▶ _課題一覧_:
1) イグニッションコイルについての引用文と、次の(a)〜(c)が合っているかをそれぞれ「はい」か「いいえ」で答え、判断の決め手になる本文の語句をそのまま引いて添えてください。(a) イグニッションコイルはバッテリーの12Vを数万ボルトに変換する。(b) 出力電圧が低すぎると、点火プラグの電極が早期に消耗する。(c) アイドリングの不安定は、過電圧の症状として挙げられている。
2) イグニッションコイルについての引用文の最後の文に続けて、本文の続きを書いてください。

### 引用文

エンジンの点火系統に不具合があると、走行時の不調やエンストの原因になることがあります。特に、新品の点火プラグを交換しても1週間ほどでスパークしなくなる場合、イグニッションコイルの不良が疑われます。
本記事では、イグニッションコイルが点火プラグの故障を引き起こす可能性や、その原因、対策について詳しく解説します。
イグニッションコイルとは?
イグニッションコイルは、車のエンジンに搭載されている点火系統の重要な部品です。バッテリーの低電圧(12V)を高電圧(数万ボルト)に変換し、スパークプラグ(点火プラグ)に供給することで、燃焼室内の混合気に点火します。
つまり、イグニッションコイルが正常に機能しないと、点火プラグが適切にスパークせず、エンジンの不調につながります。
イグニッションコイルの不良が点火プラグに与える影響
イグニッションコイルが不良になると、点火プラグの寿命を縮めたり、異常燃焼を引き起こしたりすることがあります。具体的な影響としては以下のようなものが挙げられます。
1. 過電圧による点火プラグの焼損
イグニッションコイルが不良を起こすと、異常に高い電圧が点火プラグに供給されることがあります。これにより、点火プラグの電極が早期に消耗し、スパークしなくなることがあります。
特に、以下のような症状が見られた場合は、イグニッションコイルの過電圧が疑われます。
- プラグの電極が極端に摩耗している
- プラグのセラミック部分が割れている
- スパークの火花が不安定
2. 不十分な電圧供給による失火
逆に、イグニッションコイルの出力電圧が低すぎると、点火プラグが正常にスパークできず、エンジンの不調を引き起こします。
この場合、次のような症状が現れることがあります。
- アイドリングが不安定
- エンジンの加速が鈍い
- エンストしやすい
新品の点火プラグを交換してもすぐにスパークしなくなる場合は、イグニッションコイルの劣化による電圧不足が原因かもしれません。

######
### 保存記録

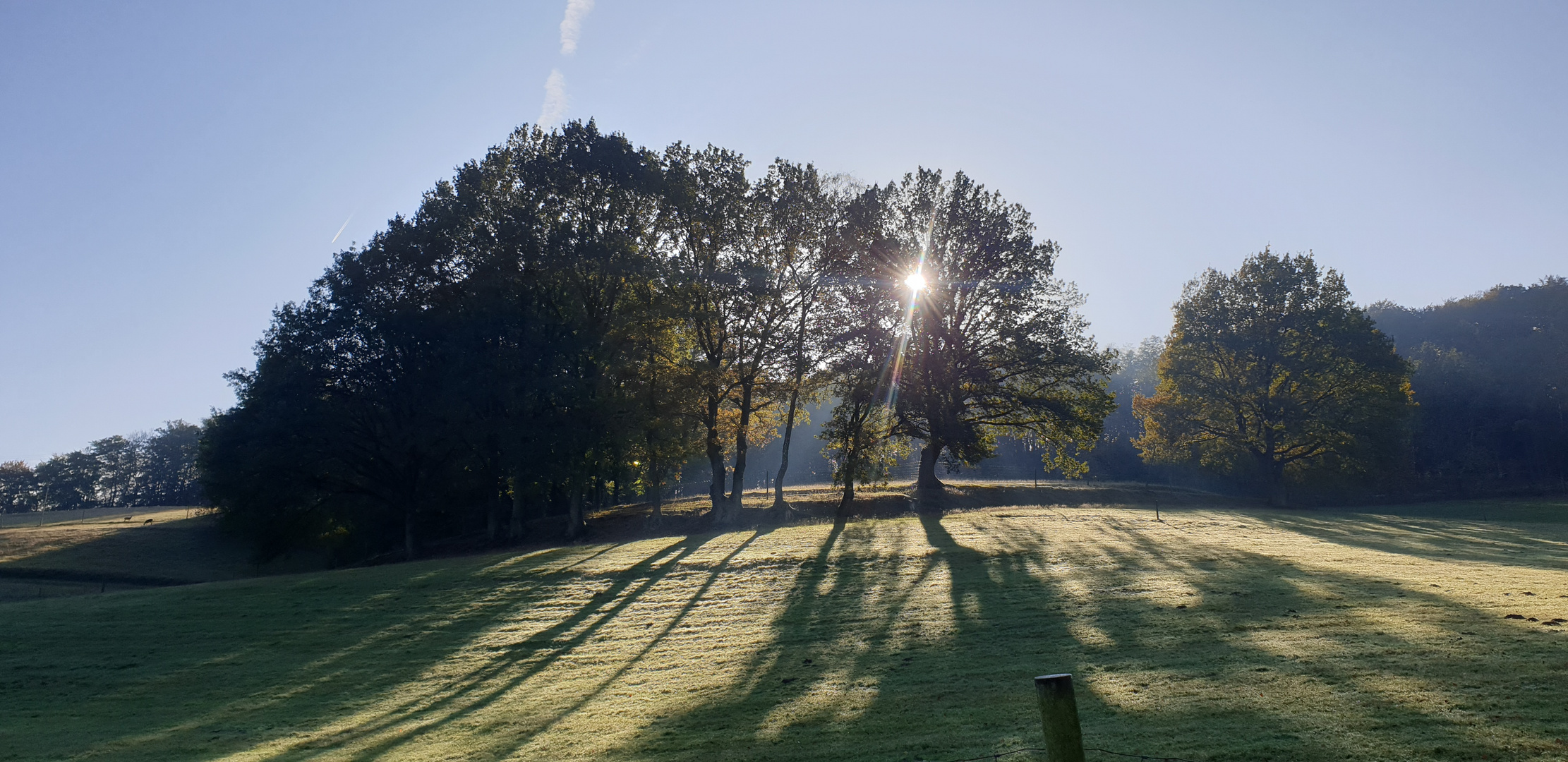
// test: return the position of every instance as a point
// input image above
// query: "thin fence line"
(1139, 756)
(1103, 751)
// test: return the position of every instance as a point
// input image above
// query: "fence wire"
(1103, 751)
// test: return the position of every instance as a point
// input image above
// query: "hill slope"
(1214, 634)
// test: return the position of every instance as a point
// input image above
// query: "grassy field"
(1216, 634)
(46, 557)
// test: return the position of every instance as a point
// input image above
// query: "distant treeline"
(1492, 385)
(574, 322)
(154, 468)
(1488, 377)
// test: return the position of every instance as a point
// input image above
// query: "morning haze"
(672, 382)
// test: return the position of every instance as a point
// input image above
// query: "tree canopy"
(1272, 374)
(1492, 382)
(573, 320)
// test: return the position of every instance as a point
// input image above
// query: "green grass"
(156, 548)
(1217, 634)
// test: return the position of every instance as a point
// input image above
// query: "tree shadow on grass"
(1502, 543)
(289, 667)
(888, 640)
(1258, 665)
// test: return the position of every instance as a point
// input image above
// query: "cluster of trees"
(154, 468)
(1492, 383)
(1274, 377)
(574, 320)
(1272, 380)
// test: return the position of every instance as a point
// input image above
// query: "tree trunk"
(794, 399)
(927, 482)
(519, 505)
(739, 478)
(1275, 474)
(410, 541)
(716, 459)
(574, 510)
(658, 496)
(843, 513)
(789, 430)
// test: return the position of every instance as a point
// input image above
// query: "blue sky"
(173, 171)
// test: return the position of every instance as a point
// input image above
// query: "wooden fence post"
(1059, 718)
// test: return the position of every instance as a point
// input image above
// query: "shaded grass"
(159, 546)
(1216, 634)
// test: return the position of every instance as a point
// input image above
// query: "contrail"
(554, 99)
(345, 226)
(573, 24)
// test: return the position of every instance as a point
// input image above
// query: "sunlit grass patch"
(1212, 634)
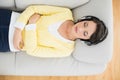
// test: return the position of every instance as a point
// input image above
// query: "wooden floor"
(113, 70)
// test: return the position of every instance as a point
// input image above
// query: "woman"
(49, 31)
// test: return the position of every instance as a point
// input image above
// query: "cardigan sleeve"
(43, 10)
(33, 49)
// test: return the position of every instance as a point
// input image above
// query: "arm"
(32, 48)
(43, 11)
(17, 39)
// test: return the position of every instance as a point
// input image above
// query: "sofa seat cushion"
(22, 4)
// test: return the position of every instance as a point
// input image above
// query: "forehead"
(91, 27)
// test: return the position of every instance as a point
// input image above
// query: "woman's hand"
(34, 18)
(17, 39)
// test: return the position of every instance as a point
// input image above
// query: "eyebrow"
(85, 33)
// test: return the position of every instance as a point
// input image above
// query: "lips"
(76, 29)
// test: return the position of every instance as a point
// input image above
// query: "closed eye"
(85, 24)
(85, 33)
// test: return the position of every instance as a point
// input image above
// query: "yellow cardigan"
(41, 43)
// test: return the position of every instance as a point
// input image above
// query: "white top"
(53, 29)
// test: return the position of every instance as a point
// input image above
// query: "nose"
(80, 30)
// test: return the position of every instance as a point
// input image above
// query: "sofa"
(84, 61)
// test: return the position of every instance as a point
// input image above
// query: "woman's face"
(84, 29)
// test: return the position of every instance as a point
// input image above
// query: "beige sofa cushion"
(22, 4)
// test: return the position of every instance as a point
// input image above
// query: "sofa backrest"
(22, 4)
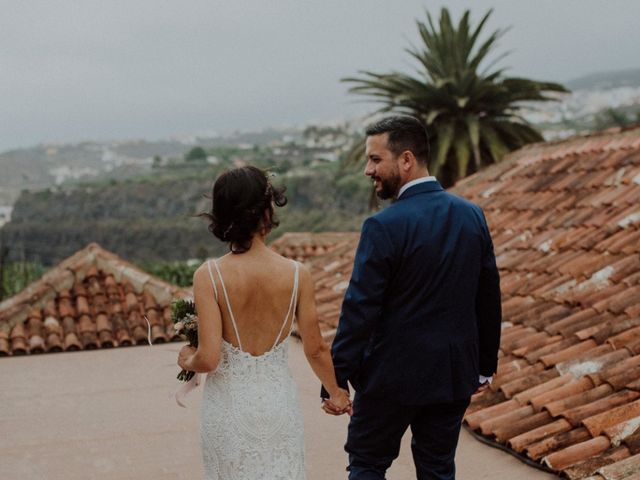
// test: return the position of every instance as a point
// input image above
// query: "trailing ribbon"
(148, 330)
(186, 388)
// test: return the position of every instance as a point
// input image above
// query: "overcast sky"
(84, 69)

######
### 保存記録

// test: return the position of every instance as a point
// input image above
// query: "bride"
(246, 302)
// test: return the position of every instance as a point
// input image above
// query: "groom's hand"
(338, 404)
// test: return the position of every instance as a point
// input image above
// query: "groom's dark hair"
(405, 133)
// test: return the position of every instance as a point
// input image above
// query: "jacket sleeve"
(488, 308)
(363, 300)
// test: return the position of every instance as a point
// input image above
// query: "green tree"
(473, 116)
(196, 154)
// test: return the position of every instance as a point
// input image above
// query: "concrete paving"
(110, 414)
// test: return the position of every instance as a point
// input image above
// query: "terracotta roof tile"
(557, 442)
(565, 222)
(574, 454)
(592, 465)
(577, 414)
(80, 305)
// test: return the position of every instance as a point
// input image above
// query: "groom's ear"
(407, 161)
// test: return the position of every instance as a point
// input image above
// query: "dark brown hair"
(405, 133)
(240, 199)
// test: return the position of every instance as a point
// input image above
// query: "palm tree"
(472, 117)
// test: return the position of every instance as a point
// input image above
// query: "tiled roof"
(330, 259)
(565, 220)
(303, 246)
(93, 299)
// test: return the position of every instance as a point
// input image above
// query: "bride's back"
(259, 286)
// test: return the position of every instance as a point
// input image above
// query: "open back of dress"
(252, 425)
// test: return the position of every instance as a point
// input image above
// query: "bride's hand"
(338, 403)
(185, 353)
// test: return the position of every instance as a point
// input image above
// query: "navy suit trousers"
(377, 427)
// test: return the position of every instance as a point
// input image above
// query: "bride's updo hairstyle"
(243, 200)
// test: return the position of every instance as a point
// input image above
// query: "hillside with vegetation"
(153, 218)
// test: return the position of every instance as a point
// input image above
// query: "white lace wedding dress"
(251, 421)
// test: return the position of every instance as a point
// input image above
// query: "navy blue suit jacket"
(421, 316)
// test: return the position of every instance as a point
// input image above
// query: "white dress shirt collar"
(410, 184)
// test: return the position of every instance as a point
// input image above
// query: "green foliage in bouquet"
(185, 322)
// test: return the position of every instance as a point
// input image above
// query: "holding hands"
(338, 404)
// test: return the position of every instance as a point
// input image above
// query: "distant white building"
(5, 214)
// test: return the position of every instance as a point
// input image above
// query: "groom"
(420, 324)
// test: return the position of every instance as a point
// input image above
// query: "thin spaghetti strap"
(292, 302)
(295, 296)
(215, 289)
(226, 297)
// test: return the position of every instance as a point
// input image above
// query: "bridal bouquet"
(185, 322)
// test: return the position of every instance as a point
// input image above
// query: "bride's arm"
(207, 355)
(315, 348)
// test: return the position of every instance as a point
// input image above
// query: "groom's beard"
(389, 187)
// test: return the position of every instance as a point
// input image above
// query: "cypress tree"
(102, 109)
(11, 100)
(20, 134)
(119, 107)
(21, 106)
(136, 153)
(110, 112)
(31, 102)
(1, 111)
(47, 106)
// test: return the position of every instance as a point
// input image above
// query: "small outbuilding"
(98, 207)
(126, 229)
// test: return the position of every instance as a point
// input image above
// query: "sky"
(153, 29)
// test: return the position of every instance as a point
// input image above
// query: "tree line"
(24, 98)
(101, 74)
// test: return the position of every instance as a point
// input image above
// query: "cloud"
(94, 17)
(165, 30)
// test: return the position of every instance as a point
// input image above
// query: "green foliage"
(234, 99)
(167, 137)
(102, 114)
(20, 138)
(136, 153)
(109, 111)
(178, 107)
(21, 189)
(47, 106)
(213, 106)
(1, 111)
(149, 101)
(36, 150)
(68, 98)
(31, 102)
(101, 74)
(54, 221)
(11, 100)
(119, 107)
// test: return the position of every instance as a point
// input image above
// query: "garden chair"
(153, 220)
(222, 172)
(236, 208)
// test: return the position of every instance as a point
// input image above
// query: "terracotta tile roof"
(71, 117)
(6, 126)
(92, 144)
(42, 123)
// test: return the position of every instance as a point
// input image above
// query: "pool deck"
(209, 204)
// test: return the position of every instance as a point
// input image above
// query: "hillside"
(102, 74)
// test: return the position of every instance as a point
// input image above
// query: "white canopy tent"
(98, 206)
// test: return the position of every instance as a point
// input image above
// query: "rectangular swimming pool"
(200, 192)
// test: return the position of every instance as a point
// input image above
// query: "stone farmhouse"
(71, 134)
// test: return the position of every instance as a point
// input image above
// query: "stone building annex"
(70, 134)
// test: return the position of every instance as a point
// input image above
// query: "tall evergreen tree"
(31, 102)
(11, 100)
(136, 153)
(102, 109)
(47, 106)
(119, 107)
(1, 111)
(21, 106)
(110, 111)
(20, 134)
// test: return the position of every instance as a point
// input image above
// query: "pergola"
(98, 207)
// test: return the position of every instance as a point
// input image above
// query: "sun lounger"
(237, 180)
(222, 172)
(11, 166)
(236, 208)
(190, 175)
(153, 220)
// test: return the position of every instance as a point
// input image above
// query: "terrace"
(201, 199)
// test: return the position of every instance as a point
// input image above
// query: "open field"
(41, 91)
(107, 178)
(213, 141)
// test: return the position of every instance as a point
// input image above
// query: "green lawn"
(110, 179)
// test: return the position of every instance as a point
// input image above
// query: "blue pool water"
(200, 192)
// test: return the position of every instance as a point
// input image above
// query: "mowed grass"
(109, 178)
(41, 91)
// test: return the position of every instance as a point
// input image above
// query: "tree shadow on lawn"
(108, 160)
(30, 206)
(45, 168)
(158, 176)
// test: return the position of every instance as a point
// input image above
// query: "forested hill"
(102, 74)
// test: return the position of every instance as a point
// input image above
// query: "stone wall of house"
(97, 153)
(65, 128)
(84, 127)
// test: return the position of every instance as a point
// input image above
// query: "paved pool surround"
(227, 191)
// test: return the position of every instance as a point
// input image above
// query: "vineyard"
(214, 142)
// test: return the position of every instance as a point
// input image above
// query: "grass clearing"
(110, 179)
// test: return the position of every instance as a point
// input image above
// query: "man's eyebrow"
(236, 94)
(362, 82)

######
### 保存記録

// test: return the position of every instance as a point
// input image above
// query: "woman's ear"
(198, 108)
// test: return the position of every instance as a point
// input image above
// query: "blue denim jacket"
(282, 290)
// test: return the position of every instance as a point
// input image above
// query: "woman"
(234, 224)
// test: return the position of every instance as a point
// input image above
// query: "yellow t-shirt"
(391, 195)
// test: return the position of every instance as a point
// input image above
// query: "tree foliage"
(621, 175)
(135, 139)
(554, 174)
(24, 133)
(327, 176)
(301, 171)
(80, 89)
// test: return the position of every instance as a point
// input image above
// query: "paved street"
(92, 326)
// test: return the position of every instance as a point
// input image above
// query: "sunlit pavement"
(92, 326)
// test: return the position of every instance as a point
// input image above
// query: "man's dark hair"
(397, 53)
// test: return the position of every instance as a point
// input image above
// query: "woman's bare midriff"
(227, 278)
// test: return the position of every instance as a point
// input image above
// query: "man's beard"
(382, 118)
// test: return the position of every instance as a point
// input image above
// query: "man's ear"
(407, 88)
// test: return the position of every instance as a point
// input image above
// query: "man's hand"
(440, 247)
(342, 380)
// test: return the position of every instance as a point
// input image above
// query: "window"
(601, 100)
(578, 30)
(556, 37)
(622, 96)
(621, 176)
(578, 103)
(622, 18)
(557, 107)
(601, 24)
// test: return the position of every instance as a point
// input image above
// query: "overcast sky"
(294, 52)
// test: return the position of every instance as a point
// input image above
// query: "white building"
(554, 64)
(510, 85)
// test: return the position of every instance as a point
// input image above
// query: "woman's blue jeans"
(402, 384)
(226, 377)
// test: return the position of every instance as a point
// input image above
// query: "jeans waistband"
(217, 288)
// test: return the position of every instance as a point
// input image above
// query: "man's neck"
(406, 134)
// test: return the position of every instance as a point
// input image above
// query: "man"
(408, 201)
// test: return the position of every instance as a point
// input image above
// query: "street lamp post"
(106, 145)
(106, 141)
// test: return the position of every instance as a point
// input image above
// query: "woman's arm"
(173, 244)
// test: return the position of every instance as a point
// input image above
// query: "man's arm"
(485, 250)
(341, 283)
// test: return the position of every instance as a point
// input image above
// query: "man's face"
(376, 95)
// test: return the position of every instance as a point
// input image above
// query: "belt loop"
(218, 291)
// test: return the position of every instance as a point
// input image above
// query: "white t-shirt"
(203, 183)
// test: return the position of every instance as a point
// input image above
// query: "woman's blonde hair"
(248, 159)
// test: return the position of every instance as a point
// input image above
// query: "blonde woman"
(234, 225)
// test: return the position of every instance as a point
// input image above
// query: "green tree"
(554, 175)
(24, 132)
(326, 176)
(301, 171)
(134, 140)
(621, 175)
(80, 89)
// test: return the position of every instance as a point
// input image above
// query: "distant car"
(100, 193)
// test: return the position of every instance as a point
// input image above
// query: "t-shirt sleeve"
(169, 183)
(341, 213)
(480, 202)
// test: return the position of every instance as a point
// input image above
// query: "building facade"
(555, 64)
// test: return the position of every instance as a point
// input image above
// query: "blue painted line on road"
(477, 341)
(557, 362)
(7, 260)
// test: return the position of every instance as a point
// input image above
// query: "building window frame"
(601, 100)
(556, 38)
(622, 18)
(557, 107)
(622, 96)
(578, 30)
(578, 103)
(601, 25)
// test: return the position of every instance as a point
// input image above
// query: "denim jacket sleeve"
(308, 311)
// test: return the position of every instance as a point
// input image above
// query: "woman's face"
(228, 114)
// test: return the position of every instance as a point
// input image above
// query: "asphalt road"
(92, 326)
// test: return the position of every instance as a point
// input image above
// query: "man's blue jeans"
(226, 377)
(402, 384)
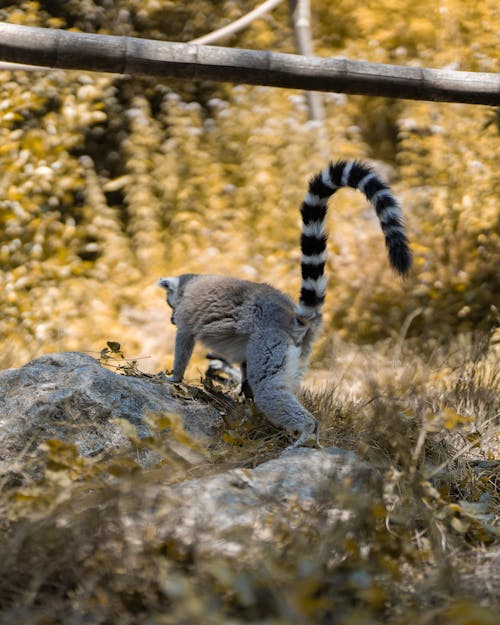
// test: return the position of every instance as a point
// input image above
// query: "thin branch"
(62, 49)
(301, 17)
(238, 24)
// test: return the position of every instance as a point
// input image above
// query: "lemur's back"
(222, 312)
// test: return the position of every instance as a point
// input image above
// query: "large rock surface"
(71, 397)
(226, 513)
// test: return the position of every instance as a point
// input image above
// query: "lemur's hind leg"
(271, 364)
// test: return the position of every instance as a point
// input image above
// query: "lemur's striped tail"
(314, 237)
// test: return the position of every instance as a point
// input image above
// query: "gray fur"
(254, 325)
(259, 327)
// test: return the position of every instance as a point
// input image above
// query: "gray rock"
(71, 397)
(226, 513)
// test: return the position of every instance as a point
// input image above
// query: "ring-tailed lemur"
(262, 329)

######

▶ _課題別回答_:
1)
(a) はい。「バッテリーの低電圧(12V)を高電圧(数万ボルト)に変換し」
(b) いいえ。電極の早期消耗は高すぎる電圧の影響とされています。「異常に高い電圧が点火プラグに供給されることがあります。これにより、点火プラグの電極が早期に消耗し」
(c) いいえ。「アイドリングが不安定」は「不十分な電圧供給による失火」の症状として挙げられています。

2)
イグニッションコイルの不良を診断する方法
イグニッションコイルの故障を特定するためには、以下の診断方法を試してみてください。
1. エンジンチェックランプの確認
イグニッションコイルが正常に作動していない場合、エンジンチェックランプ(CEL)が点灯することがあります。OBD2スキャナーを使ってエラーコードを確認すると、以下のようなコードが表示されることがあります。
- P0300(複数の気筒でミスファイア発生)
- P0301~P0304(特定の気筒でミスファイア発生)
- P0351~P0354(イグニッションコイルの異常)
2. 点火プラグの状態をチェック
点火プラグを取り外し、以下のような異常がないか確認します。
- 電極が過度に摩耗していないか
- プラグの先端にオイルやカーボンが付着していないか
- スパークテストを行い、火花が正常に出るか
もし1週間ほどで新品のプラグが機能しなくなる場合は、イグニッションコイルの故障が疑われます。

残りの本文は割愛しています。